### Source document ###

WIT Press


Passive House For A Desert Climate

Price

Free (open access)

Paper DOI

10.2495/ARC140021

Volume

142

Pages

12

Page Range

13 - 24

Published

2014

Size

1,489 kb

Author(s)

I. Marincic, J. M. Ochoa, M. G. Alpuche

Abstract

The first phase of the project presented in this paper consisted of an analysis of the current conditions of the users of social housing units, and has been carried out in different Mexican climatic zones. This diagnosis focused primarily on identifying the users’ satisfaction relative to diverse aspects of the house, such as the function of the space, safety, security, environmental conditions, and health conditions, among others. Furthermore, a study has been carried out to find the adaptive thermal comfort range for each climate and the target population. Another phase of the project was the development of design strategies for social (that is, low-cost) housing units. With the information and results obtained from the low-cost housing developments in Hermosillo, in the State of Sonora in northwest Mexico, a low-cost house model has been constructed for experimental and demonstrative purposes. Passive thermal strategies for hot dry climates have been applied and studied, also taking into account regional (including cultural and regulatory) needs and economic limitations, in order to improve indoor thermal conditions without the use of air conditioning devices. The test house – 35 m2 of construction area (similar to the existing low-cost houses) – has been constructed on a university campus. Design strategies have been based on the local desert climate: those strategies mainly comprised minimizing heat gains with an adequate orientation, providing solar protection devices, minimizing conduction gains, providing thermal inertia, and allowing nocturnal heat loss. Microclimatic thermal strategies have been applied in the courtyard and surroundings of the building. Indoor thermal conditions were monitored for more than one year. Air temperature measurements were taken every 10 minutes throughout the study period. Measurements of summer and winter indoor conditions (which are the most representative local seasons) are presented, together with meteorological data, obtained from the university’s weather station (LEMA). Indoor temperatures are compared with the adaptive temperature comfort range obtained for the same climate and population, in order to evaluate the effectiveness of the applied strategies.

### Supplied information ###

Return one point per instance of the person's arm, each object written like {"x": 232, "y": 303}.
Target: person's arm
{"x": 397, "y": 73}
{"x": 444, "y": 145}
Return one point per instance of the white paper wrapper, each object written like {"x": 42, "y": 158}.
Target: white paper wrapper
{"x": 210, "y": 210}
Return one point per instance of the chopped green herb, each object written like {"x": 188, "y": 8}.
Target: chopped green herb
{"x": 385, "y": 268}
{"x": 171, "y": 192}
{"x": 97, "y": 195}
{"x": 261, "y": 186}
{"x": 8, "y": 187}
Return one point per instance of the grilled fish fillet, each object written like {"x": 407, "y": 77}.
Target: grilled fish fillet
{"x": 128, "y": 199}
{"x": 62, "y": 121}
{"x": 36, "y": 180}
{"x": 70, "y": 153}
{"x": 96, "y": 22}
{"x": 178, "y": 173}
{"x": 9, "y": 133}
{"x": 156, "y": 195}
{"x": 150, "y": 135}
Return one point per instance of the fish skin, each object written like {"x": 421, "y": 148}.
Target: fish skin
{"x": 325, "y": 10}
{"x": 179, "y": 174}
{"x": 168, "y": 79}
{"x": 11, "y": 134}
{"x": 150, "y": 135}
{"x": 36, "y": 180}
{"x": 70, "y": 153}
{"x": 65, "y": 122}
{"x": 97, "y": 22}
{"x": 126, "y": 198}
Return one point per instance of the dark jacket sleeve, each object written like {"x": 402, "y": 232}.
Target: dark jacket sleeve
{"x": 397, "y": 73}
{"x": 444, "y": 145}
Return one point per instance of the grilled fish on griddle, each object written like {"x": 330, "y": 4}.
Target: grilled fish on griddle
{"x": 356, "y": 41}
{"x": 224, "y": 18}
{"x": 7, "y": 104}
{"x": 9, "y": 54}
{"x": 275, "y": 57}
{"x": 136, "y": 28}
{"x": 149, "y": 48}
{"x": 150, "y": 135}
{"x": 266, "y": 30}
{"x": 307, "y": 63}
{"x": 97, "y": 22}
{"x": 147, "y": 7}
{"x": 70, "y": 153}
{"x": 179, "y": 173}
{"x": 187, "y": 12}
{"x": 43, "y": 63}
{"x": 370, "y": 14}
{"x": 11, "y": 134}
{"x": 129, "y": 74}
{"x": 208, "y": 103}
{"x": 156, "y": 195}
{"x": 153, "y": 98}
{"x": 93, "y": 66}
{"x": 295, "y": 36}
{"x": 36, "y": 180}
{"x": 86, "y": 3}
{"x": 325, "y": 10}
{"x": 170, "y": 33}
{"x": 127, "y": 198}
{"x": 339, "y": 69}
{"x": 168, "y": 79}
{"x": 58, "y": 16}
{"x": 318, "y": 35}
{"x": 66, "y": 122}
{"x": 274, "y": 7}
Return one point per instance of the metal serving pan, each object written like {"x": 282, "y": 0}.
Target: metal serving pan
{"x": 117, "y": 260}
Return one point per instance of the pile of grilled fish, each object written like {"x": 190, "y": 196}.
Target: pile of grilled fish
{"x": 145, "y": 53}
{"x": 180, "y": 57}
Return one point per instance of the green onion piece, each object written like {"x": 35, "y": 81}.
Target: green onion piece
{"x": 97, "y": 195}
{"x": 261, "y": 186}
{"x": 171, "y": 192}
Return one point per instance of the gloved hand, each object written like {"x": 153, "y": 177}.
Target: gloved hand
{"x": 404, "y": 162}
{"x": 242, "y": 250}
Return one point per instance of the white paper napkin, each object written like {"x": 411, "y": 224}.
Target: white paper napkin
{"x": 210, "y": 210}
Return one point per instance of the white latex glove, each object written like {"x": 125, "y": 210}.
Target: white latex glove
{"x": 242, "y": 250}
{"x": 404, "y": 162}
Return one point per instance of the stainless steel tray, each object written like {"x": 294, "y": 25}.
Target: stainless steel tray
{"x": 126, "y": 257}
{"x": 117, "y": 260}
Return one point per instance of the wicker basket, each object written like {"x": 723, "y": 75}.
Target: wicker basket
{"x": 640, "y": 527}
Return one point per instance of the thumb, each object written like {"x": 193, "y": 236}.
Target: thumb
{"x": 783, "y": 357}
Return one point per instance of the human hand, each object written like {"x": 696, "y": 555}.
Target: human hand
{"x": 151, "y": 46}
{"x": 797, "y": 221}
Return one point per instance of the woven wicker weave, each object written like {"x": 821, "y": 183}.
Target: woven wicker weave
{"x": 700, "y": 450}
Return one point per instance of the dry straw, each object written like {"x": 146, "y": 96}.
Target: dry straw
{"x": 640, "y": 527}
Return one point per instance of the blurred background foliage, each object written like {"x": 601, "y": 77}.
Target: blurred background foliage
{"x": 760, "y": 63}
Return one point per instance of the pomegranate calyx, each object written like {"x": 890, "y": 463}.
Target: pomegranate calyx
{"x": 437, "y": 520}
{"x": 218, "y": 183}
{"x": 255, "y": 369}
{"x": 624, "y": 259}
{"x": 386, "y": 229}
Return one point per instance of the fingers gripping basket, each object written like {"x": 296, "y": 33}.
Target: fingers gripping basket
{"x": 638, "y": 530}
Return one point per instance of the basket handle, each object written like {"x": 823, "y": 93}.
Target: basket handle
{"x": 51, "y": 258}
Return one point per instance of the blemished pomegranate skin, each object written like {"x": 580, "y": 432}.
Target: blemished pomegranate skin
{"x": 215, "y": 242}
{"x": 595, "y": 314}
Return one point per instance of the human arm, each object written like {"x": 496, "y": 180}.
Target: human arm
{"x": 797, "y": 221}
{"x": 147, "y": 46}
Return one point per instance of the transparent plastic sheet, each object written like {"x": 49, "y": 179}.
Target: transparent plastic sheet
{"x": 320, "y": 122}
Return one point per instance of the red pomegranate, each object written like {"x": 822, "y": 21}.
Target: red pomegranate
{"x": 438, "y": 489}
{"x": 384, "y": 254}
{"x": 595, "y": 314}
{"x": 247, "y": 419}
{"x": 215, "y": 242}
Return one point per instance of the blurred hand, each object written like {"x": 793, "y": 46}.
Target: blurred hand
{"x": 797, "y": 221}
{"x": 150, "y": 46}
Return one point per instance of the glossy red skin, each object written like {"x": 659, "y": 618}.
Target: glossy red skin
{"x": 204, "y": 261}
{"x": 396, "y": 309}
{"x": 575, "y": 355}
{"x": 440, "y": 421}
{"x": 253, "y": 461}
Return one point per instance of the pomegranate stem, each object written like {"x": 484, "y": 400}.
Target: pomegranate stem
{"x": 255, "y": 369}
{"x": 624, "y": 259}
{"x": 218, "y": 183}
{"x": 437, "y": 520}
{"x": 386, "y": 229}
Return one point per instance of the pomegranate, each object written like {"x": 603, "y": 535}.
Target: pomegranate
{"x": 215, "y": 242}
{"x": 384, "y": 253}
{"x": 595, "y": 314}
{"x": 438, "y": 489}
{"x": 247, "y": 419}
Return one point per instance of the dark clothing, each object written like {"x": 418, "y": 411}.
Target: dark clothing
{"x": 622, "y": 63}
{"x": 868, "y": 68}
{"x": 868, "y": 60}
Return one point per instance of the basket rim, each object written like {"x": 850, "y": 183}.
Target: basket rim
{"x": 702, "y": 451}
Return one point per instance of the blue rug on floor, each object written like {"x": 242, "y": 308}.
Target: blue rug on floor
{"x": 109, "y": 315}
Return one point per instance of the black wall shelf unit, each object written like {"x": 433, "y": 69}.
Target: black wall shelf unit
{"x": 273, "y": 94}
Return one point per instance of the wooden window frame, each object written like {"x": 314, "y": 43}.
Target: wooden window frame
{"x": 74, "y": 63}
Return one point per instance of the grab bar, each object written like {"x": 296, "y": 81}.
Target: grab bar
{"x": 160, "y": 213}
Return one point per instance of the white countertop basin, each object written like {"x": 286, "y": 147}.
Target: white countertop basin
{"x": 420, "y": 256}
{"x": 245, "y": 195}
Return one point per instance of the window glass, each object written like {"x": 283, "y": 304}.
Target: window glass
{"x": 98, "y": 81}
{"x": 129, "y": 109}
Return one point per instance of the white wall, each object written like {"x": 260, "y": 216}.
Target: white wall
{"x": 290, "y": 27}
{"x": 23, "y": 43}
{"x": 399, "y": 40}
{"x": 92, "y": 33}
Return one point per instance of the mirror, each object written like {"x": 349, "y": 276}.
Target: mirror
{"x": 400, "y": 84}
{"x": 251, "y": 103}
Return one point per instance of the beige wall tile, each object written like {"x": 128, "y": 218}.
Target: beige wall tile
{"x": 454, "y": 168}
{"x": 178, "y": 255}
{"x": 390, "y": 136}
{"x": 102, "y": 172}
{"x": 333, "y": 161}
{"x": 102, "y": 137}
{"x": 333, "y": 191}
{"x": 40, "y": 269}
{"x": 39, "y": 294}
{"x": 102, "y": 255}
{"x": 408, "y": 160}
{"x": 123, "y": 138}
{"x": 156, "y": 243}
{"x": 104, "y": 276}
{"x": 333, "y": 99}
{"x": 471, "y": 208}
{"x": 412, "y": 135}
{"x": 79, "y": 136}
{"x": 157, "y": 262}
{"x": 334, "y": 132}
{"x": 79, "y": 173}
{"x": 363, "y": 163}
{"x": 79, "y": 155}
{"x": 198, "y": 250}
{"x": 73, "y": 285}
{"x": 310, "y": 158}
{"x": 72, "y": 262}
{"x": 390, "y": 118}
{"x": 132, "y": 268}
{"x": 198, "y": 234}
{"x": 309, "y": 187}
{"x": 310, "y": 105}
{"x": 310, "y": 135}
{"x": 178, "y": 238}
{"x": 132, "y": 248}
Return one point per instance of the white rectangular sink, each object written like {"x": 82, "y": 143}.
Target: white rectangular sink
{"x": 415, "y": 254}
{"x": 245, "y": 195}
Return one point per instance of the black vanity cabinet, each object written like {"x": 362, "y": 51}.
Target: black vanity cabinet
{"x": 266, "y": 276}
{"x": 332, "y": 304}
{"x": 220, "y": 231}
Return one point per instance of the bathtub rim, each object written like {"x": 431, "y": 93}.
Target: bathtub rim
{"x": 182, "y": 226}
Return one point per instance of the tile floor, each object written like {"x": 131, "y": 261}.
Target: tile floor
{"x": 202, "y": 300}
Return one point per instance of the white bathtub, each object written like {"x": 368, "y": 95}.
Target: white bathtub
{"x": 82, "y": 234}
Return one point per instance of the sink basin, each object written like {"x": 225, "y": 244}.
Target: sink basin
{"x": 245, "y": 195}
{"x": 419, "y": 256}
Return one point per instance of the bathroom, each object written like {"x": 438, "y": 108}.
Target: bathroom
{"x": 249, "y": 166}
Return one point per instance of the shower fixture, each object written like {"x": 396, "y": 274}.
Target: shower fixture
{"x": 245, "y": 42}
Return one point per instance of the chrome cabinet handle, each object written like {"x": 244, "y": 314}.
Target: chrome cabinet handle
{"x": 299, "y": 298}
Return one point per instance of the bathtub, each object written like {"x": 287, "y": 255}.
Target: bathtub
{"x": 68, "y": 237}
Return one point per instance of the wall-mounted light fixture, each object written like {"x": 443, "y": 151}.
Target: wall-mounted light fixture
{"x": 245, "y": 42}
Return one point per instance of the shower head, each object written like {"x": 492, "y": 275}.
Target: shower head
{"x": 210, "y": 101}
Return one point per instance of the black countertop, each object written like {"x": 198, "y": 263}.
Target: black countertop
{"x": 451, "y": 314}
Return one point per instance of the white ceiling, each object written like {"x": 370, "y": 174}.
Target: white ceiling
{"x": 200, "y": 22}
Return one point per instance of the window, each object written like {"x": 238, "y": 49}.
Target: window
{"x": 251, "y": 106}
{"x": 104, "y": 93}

###

### Using the information
**a)** Decide whether each statement agrees with the passive house abstract. Answer yes or no, and quote the deciding words. (i) The test house was built on a university campus. (ii) Air temperature was measured every 30 minutes. (iii) Indoor thermal conditions were monitored for less than six months.
**b)** According to the passive house abstract, what is the construction area of the test house?
The material is not needed.

### Responses in order
**a)**
(i) Yes: "The test house – 35 m2 of construction area (similar to the existing low-cost houses) – has been constructed on a university campus."
(ii) No: "Air temperature measurements were taken every 10 minutes throughout the study period."
(iii) No: "Indoor thermal conditions were monitored for more than one year."

**b)** 35 m2